* **Work item**:
The line containing "One marker per instance, written like [(74, 224)]." marks the end: output every line of the data up to it, and that line too, exactly as written.

* **Task inputs**:

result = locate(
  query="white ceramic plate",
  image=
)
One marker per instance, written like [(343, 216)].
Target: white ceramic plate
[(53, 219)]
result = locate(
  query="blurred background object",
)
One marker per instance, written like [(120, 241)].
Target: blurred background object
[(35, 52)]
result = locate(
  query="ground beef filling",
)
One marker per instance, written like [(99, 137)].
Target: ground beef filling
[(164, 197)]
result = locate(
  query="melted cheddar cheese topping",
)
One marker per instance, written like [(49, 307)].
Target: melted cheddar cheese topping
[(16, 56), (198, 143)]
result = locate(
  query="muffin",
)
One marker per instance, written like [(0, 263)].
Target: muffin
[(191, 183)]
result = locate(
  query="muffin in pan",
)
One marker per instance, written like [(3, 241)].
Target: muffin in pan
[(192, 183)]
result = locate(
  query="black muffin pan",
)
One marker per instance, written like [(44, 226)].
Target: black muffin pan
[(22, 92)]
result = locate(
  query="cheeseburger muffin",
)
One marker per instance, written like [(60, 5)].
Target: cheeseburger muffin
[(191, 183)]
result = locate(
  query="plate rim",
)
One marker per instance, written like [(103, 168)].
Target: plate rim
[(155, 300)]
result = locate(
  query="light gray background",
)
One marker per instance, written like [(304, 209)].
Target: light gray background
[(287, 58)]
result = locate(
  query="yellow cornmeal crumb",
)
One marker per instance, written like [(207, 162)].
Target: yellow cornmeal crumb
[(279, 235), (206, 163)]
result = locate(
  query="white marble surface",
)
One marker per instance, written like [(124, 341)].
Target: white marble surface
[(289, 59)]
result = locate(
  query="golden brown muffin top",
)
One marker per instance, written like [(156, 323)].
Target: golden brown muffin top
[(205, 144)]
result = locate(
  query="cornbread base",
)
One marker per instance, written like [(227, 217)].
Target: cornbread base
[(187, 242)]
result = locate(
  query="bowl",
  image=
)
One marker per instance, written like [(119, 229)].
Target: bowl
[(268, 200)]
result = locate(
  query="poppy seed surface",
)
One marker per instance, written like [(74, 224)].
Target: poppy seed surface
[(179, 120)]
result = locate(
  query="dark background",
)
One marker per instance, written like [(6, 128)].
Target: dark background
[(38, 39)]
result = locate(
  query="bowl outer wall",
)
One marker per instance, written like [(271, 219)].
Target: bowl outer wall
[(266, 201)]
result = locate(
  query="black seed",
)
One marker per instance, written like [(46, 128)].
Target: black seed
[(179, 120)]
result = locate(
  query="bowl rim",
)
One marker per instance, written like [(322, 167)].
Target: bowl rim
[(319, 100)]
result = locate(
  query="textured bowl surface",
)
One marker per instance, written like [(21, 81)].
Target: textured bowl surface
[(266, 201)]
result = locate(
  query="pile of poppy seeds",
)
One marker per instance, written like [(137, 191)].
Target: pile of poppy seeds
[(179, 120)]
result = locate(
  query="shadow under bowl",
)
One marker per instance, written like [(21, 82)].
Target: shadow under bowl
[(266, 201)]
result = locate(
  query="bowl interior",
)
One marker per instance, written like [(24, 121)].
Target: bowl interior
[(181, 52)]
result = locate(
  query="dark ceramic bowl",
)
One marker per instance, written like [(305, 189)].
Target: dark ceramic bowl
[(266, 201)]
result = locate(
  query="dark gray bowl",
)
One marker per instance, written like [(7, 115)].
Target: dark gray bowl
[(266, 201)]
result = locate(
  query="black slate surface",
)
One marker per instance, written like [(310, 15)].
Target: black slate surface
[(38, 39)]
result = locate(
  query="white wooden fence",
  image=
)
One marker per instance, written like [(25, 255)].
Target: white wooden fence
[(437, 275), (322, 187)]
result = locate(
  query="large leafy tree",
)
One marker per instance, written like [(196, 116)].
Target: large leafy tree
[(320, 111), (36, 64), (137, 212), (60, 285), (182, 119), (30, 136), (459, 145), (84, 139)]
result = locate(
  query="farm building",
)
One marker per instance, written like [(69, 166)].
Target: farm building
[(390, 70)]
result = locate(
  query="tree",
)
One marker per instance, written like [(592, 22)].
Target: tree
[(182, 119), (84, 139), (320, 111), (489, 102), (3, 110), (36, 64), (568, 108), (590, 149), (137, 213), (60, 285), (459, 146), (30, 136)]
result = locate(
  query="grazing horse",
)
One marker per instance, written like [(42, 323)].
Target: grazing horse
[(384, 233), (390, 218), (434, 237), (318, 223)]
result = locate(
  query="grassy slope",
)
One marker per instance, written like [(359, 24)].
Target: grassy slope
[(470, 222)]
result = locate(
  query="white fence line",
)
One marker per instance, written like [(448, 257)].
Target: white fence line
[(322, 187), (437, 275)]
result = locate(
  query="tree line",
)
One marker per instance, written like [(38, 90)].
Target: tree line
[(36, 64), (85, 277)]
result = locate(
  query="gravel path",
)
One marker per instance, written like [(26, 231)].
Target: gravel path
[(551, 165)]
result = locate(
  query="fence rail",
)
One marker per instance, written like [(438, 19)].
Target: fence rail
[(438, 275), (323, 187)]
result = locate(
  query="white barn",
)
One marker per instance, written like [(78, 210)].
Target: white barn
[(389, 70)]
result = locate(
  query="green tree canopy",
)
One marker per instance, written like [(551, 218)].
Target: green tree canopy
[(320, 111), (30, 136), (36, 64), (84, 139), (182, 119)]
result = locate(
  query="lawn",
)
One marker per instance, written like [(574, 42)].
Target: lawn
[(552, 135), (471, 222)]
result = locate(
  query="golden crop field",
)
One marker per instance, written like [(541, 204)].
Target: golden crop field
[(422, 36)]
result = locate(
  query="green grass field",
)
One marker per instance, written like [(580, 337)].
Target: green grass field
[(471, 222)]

* **Worked solution**:
result = locate(
  query="white ceramic plate",
  image=
)
One marker per instance, written like [(343, 216)].
Target: white ceramic plate
[(53, 219)]
result = locate(
  query="blurred background object",
)
One marker per instance, written like [(120, 241)].
Target: blurred background object
[(35, 52)]
result = locate(
  query="ground beef filling",
)
One marker per instance, written like [(99, 137)].
Target: ground beef filling
[(164, 197)]
result = locate(
  query="melted cheddar cheese topping",
)
One marker per instance, written like [(49, 307)].
Target: melted cheddar cheese topping
[(16, 56), (198, 143)]
result = locate(
  query="muffin",
)
One marker per instance, written like [(0, 263)].
Target: muffin
[(191, 183)]
result = locate(
  query="muffin in pan",
)
One marker per instance, written like [(3, 241)].
Target: muffin in pan
[(192, 183)]
result = locate(
  query="black muffin pan",
)
One marker per instance, written like [(44, 226)].
Target: black muffin pan
[(22, 92)]
result = locate(
  query="cheeseburger muffin",
)
One marker per instance, written like [(60, 5)].
Target: cheeseburger muffin
[(191, 183)]
result = locate(
  query="plate rim",
)
One marker per instance, written like [(103, 168)].
Target: plate rim
[(155, 300)]
result = locate(
  query="light gray background",
)
One marker per instance, written like [(304, 209)].
Target: light gray background
[(287, 58)]
result = locate(
  query="yellow cornmeal crumb",
)
One marker per instance, written like [(207, 162)].
Target: yellow cornmeal crumb
[(279, 235), (206, 163)]
result = locate(
  query="white marble surface",
)
One marker per instance, written like [(124, 341)].
Target: white marble surface
[(289, 59)]
result = locate(
  query="golden brown muffin top",
)
One marker per instance, written like [(156, 323)].
Target: golden brown muffin top
[(205, 144)]
result = locate(
  query="cornbread base",
)
One marker per instance, written like [(227, 217)].
Target: cornbread base
[(187, 242)]
result = locate(
  query="bowl",
  image=
)
One marker per instance, written like [(119, 229)].
Target: bowl
[(268, 200)]
result = locate(
  query="poppy seed surface",
)
One marker per instance, written like [(74, 224)].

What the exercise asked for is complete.